▶ Text excerpt:

____________________

Darkness, till morning comes

Events, things, people and affinities like fate have a way of coming into our lives without asking. Even if you don’t seek for it, it comes. In the darkest hours of my life, it came to me.

In December 1984, I was confined for an open-heart surgery to replace my damaged heart valves. The surgery was an act of faith as it was a last resort to life. Devices of diversion, like television and radio, were absent in the hospital. There was not even a cup of forgetfulness for me to drink all the bitter pills of sorrows and physical pains.

There were many readings of escape but I paid no attention until Ate brought Han Suyin’s Till Morning Comes. Suyin is more known for her book A Many-Splendored Thing, which was filmed into Love Is A Many Splendored Thing. And, I didn’t need love stories at my bedside table. I needed deliverance. I wanted to fly away and get lost! When my cardiologist saw the book and told me Suyin was a real medical doctor, it made me curious. While flipping the pages, I silently asked God if there would be mornings in my life when I had known only darkness during my hospital confinement.

With death lurking in the corners, I began reading the book. It was a book with many levels of reading its story. Primarily, what got to me was its poetry of language and emotions. Its eloquent, evocative, stirring language hit raw emotions which, unexpectedly, moved me beyond the inner psychic medical drama that I played out during those days. A wisp, gossamer, ineffable kind of feelings filled me. And I entered another portal of escape.

Till Morning Comes
is a poignant love story between an American journalist who goes to China as a correspondent and a Chinese surgeon, described as a doctor who heals people by touch. It’s an intimate love story set during China’s breathtaking historical revolution. Love and passion chooses no background, it could happen anywhere, anytime. Amid the magnificence and squalor, the passion and cruelty of the Chinese Revolution, an interracial family with its accompanying thorns and rose is born.

On another reading is a story of love beyond, a story of enduring love for immortal China that spans the period of the Japanese war in 1940s, to the turbulent change-over to Red China, to the early 1970s when the country struggled to enlarge China through the ideologues of communism and socialism.

At this point, my heady-girl reaction was working. It was easy to understand why she had to leave China at its most tumultuous times. But, how could Stephanie leave Yong just like that, almost sneaking herself and daughter away from him? And, how could Yong let go of his wife? I wanted to rip the book to pieces. Then, I realized that I was consumed by displaced anger.

Yong’s unprepossessing love for her wife is overpowering. He feels he has no right to take away from her the things that she could do and the person she could become. He is worried that events in China would break her, cause her unhappiness and eclipse the fullness of her life. But his love for his motherland is stronger. No matter what she is going through, he would never, ever leave China. He would be part of her war, change and search for true destiny.

Suyin presents romantic love bounded by time and culture. History, social order, opposite cultures and the dynamics involved therein are sources of major conflicts between countries and people. How can an East-West love, marriage and racially-mixed family survive – no matter how magnificent and passionate the love is – when the world forbids it, when communism is considered the evil of the world and the West is looked at surreptitiously at that time in history?

After 45 days in the hospital, just after Christmas, I went home with a surgically scarred chest and a prosthetic-mitral valve inside my heart. The New Year was nearly coming when I finished reading the book. Stephanie returns to China in 1971, after 12 years. Her listless soul has been stilled for she is finally home. Sadly, Yong is violently killed by gangs in obedience to the Party’s Rectification Campaign in a bid for social equality.

Back at our home, I always woke up early for I was hungry to catch the rising sun. The hospital was empty without sunshine. As I sat on our terrace facing East where, as they say, everything begins, I knew that I wouldn’t be a regular person or have a regular life anymore. So many questions left unanswered on my mind but deep in my big, wounded, recovering heart I knew that there would still be many new mornings as I have been given another chance at life.

____________________

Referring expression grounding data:
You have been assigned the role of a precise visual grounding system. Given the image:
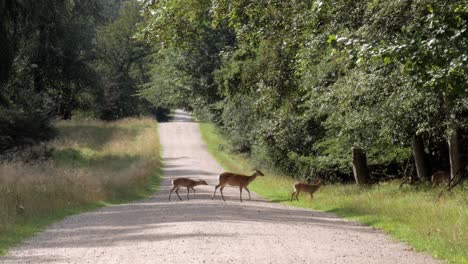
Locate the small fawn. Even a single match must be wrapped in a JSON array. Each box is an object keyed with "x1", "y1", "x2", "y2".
[
  {"x1": 211, "y1": 170, "x2": 265, "y2": 202},
  {"x1": 291, "y1": 179, "x2": 322, "y2": 201},
  {"x1": 169, "y1": 178, "x2": 208, "y2": 201},
  {"x1": 431, "y1": 171, "x2": 450, "y2": 187}
]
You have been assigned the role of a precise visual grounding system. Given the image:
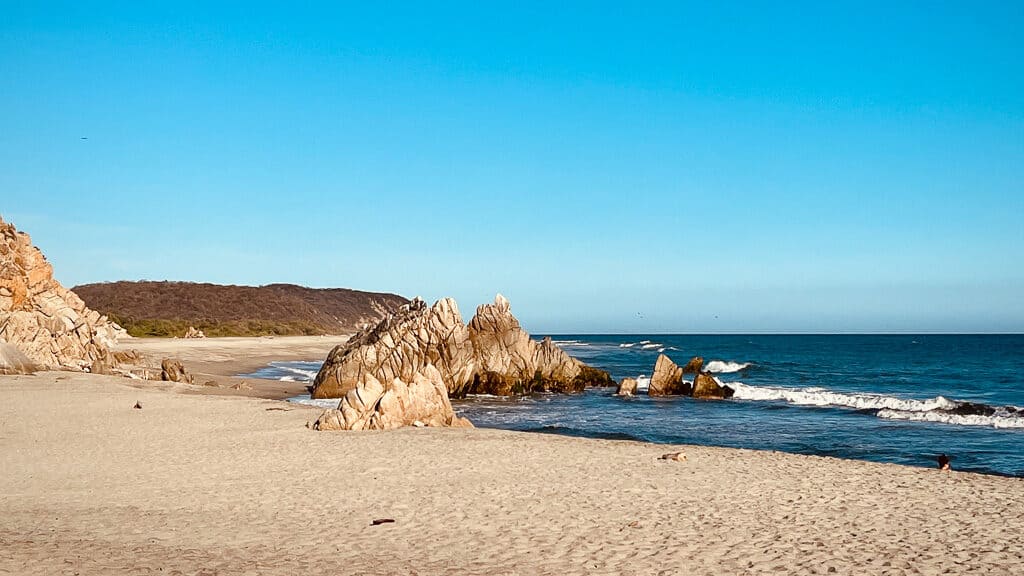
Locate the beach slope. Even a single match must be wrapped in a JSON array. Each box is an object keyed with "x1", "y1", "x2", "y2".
[{"x1": 0, "y1": 372, "x2": 1024, "y2": 575}]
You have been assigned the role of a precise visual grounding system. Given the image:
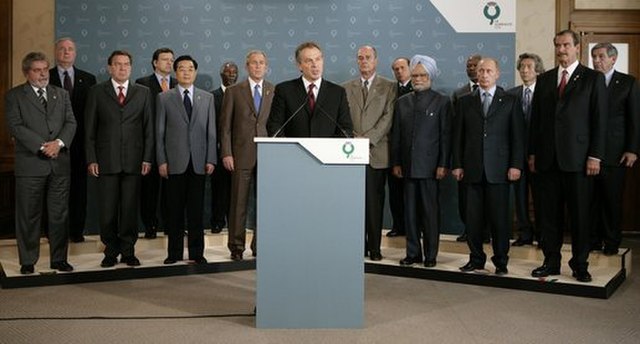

____________________

▶ Work task 1:
In the essay, how many days did the writer spend in the hospital?
▶ Work task 2:
Rewrite the essay's paragraph beginning "Yong's unprepossessing love for her wife" as a short bulleted list that keeps its main facts.
▶ Work task 3:
Change the essay's text from "On another reading" up to and including "communism and socialism.", replacing "Japanese war" with "Sino-Japanese war".
These records come from a separate source and are unrelated to the essay.

▶ Written response 1:
45 days.

▶ Written response 2:
- Yong's love for his wife is overpowering.
- He feels he has no right to take from her the things she could do and the person she could become.
- He worries that events in China would break her, make her unhappy and eclipse the fullness of her life.
- His love for his motherland is stronger. He would never leave China and would be part of its war, change and search for true destiny.

▶ Written response 3:
On another reading is a story of love beyond, a story of enduring love for immortal China that spans the period of the Sino-Japanese war in 1940s, to the turbulent change-over to Red China, to the early 1970s when the country struggled to enlarge China through the ideologues of communism and socialism.